Task directions: Return, unchanged, the lines running from the start of the records through the line that contains "point(277, 621)", with both ends included.

Entries provided:
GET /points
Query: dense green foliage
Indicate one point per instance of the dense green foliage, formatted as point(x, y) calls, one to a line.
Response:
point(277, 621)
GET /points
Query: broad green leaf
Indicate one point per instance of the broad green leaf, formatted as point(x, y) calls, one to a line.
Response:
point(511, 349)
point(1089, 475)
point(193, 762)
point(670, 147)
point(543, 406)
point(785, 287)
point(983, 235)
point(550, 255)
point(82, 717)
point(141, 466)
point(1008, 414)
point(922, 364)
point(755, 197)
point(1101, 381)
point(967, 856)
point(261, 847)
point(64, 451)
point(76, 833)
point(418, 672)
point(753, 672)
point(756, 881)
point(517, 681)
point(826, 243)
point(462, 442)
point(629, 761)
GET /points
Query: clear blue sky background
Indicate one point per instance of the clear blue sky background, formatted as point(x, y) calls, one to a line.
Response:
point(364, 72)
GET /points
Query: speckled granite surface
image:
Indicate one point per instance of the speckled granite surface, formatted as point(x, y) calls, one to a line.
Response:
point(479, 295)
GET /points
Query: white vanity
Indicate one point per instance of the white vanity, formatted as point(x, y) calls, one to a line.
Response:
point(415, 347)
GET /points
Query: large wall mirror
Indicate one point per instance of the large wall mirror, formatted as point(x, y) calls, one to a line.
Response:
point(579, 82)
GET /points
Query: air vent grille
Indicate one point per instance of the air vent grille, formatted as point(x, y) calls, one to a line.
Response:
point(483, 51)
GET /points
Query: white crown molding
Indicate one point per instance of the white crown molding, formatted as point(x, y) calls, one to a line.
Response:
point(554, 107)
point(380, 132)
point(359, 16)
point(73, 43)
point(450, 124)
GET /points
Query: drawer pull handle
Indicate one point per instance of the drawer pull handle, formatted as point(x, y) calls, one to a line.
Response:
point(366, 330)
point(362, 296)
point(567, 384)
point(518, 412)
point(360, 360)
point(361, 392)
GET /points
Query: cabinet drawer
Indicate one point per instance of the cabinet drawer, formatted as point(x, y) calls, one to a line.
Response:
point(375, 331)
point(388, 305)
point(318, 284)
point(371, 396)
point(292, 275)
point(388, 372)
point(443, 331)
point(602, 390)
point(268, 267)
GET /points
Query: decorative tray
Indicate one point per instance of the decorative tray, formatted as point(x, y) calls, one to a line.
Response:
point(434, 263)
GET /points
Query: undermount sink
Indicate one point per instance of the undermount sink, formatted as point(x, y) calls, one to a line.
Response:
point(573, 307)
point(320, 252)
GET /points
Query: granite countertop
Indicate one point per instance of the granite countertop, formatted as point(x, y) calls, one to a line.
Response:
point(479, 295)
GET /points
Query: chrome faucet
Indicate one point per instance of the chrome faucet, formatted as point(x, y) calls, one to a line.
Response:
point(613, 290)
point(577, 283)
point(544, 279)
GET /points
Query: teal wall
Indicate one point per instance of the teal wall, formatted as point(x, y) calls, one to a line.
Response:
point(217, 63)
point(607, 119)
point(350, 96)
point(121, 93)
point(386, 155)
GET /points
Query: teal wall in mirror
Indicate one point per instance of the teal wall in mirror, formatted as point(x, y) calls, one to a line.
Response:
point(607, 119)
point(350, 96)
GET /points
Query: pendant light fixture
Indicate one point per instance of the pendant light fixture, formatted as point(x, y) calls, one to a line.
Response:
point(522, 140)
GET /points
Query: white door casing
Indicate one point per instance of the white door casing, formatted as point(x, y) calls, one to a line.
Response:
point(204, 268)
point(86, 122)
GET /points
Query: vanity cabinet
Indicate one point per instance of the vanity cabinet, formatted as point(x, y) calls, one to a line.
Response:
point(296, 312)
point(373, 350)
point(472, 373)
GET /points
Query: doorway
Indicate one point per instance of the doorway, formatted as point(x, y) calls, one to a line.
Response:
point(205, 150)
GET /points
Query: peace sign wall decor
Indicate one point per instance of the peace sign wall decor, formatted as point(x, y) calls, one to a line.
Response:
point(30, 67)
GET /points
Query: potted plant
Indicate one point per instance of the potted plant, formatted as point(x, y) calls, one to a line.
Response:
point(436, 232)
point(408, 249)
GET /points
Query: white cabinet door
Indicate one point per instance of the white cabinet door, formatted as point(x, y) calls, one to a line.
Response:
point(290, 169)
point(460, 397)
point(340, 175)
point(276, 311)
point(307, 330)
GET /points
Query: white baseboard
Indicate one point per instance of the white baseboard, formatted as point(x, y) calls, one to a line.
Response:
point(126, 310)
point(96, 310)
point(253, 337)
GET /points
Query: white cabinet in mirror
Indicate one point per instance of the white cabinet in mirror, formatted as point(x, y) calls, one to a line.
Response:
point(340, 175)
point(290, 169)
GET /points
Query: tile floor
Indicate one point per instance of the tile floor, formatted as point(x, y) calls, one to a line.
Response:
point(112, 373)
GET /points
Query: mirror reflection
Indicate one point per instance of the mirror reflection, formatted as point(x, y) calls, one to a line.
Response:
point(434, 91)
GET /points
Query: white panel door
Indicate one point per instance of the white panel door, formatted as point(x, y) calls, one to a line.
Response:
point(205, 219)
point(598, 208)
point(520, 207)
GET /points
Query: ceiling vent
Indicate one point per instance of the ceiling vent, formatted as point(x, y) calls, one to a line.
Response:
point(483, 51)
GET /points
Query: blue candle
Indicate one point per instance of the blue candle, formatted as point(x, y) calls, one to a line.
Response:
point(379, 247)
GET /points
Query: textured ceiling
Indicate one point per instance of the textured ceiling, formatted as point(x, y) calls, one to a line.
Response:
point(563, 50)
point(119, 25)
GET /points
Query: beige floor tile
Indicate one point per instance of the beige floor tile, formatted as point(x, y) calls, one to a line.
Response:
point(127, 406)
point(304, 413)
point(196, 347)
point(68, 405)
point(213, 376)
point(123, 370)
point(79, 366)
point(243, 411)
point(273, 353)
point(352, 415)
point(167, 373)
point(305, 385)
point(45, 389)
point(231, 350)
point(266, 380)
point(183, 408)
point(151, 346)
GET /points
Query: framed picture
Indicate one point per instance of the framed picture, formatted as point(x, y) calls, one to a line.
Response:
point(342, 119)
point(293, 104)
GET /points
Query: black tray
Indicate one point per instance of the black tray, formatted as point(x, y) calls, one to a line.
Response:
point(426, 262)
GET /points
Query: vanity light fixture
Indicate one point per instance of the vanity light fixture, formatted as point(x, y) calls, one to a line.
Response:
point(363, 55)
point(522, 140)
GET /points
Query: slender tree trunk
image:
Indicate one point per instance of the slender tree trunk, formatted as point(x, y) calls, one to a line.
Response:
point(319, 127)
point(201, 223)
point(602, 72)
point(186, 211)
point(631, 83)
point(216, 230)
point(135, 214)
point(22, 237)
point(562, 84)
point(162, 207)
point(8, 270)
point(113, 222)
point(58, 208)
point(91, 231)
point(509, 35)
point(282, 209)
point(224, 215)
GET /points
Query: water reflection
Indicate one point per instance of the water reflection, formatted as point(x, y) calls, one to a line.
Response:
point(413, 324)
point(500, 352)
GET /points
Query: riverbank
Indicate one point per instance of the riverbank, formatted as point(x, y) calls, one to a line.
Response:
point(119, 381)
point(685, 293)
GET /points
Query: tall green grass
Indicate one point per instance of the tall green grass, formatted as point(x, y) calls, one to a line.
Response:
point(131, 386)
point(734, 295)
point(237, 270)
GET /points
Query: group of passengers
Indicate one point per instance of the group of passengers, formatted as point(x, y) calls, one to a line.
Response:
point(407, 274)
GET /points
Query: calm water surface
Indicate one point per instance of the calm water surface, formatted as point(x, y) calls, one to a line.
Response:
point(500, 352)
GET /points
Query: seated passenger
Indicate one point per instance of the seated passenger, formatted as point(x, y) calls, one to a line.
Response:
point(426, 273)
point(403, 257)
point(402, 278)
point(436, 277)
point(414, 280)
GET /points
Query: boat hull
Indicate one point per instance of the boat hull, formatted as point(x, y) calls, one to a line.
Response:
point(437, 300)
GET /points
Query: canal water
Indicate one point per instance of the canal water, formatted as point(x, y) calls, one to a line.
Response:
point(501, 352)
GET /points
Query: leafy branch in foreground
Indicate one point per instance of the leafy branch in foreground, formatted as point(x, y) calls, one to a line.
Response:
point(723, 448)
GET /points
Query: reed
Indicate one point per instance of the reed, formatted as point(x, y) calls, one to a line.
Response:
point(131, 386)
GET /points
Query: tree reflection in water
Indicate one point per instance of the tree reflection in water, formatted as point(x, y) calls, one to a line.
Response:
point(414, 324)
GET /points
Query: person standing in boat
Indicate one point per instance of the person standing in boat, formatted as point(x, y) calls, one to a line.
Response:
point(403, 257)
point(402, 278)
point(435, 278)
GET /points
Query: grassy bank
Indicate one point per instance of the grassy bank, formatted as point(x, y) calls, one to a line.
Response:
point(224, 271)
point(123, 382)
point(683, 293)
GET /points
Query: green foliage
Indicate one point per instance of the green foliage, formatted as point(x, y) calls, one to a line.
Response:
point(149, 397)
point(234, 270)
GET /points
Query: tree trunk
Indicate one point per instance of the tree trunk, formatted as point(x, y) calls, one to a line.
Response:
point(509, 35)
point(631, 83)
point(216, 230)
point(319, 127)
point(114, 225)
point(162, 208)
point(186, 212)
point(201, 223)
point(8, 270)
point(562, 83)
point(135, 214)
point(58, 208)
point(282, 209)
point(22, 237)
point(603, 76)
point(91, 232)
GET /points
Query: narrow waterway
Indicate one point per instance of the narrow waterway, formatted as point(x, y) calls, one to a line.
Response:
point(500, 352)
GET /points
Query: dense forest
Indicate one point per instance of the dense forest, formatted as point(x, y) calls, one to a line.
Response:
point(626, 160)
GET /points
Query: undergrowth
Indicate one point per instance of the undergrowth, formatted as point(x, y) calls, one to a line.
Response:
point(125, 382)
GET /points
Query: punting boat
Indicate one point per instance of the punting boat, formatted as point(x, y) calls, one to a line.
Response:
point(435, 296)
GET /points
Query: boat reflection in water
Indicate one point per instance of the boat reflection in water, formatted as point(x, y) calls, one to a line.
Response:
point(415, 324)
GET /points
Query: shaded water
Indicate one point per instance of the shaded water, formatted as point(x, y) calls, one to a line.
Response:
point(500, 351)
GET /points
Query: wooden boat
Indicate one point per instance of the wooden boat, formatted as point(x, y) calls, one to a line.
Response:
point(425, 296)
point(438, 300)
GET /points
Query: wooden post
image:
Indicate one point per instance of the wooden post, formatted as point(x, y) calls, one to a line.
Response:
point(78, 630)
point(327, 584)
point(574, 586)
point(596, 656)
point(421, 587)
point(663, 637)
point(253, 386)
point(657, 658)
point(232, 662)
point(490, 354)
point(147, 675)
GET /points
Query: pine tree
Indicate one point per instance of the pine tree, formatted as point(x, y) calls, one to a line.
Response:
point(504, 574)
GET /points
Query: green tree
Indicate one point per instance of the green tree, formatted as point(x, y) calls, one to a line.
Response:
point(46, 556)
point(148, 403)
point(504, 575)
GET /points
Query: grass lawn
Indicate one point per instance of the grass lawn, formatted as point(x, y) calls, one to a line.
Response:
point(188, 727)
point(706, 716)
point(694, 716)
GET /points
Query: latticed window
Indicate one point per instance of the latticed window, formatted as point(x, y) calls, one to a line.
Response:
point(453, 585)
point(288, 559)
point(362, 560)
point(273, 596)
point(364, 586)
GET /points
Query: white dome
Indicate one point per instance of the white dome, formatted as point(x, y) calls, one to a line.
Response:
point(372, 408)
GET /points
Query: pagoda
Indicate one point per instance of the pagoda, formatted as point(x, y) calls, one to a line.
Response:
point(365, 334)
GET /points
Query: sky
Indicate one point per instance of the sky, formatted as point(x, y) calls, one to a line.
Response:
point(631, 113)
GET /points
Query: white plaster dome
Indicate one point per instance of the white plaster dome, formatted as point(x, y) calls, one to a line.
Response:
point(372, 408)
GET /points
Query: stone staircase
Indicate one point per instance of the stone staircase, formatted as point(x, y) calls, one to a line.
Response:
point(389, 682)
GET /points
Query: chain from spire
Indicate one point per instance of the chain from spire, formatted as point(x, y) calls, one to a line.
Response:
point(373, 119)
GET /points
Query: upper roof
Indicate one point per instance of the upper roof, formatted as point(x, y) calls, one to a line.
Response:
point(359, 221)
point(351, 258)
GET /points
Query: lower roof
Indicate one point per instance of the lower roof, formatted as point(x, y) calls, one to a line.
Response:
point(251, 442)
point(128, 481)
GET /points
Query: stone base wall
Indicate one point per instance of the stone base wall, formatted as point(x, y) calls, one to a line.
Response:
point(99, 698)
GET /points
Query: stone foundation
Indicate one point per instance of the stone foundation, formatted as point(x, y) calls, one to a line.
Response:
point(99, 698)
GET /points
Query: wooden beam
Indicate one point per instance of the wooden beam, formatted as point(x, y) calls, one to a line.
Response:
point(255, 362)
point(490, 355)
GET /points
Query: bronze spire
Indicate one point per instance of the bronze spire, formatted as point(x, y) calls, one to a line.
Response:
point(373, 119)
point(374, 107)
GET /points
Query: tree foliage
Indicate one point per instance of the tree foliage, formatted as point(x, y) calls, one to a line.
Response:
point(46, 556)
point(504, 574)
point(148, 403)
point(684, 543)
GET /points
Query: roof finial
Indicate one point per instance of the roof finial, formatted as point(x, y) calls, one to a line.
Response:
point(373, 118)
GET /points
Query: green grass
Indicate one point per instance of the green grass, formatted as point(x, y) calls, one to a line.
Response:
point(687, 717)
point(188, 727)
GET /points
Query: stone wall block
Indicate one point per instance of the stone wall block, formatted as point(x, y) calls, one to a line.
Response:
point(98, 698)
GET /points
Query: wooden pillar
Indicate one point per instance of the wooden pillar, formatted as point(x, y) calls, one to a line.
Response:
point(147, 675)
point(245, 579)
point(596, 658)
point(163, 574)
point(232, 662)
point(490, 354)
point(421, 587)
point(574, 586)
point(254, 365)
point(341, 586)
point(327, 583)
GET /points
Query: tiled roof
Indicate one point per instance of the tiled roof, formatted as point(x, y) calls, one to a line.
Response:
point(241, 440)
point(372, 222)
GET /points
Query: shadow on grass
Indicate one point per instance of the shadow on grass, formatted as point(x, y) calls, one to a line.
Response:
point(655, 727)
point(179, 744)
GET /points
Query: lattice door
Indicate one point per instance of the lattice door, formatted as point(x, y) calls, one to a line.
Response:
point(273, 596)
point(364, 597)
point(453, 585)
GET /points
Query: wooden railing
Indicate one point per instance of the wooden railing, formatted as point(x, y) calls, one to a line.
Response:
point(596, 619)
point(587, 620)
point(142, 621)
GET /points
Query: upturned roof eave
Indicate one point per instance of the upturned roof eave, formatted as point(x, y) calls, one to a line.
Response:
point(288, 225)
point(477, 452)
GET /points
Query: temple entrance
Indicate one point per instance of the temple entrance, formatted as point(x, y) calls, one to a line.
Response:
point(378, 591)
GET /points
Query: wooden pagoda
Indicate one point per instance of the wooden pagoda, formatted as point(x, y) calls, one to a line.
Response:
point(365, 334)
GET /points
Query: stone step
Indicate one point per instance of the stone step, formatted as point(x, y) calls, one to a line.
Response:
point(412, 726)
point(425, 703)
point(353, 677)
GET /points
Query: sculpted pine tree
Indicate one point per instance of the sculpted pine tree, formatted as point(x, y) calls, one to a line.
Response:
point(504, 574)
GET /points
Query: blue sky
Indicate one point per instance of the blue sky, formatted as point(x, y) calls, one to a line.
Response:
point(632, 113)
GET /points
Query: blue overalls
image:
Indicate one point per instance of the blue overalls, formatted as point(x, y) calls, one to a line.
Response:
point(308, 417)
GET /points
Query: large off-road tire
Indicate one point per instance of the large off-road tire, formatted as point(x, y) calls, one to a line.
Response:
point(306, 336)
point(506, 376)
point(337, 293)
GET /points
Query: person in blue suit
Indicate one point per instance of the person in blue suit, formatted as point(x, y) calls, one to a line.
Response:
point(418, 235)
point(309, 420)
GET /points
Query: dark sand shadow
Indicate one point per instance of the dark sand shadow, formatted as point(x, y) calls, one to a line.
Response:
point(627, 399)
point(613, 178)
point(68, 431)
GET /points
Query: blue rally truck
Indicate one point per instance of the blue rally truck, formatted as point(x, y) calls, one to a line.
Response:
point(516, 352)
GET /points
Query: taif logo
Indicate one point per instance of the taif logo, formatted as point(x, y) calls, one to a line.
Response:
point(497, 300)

Exercise output:
GET /points
Query: dense green foliage
Indicate one point per instance of the dense green foliage, formatted as point(x, y) calls, one to a line.
Response:
point(277, 621)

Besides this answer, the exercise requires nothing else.